• Records drawn from a dataset:
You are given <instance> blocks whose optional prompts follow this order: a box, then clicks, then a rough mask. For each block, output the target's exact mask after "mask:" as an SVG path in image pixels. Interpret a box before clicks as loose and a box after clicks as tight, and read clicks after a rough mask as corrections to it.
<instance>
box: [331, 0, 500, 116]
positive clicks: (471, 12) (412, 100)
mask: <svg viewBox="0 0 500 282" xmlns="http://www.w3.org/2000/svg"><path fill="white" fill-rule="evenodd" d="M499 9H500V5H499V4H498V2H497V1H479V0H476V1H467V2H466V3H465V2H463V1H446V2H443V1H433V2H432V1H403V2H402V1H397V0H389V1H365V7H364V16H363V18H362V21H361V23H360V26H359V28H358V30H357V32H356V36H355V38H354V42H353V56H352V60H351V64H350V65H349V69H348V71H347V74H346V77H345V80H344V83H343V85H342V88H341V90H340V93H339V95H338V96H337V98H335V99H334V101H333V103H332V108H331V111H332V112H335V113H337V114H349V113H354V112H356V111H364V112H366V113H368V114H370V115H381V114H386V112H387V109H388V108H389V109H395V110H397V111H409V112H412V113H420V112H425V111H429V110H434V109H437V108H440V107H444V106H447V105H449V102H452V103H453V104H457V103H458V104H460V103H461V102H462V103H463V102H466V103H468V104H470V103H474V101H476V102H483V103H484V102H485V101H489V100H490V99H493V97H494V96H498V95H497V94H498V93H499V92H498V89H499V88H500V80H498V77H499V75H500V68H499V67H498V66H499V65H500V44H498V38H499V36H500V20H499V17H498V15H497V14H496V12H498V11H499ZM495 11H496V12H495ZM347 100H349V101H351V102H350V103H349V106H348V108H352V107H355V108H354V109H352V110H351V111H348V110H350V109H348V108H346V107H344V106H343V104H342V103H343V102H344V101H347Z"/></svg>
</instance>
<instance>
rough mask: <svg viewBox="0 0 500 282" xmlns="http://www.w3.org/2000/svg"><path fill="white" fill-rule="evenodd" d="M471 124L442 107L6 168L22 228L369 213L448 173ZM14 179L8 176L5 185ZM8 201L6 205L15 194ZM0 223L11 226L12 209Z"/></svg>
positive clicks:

• Exercise directions:
Your reply should hold only the lines from the first line of the records through the one with "box: [331, 0, 500, 116]", reproduced word for word.

• Completed exercise:
You are given <instance> blocks whose optional prompts follow this order: a box, then clicks, then a rough mask. For each block, output the target's exact mask after "mask:" as an SVG path in image pixels. Interpret a box before clicks as loose and a box after clicks as tight, and read clicks after a rough mask as corrections to it.
<instance>
box: [331, 0, 500, 116]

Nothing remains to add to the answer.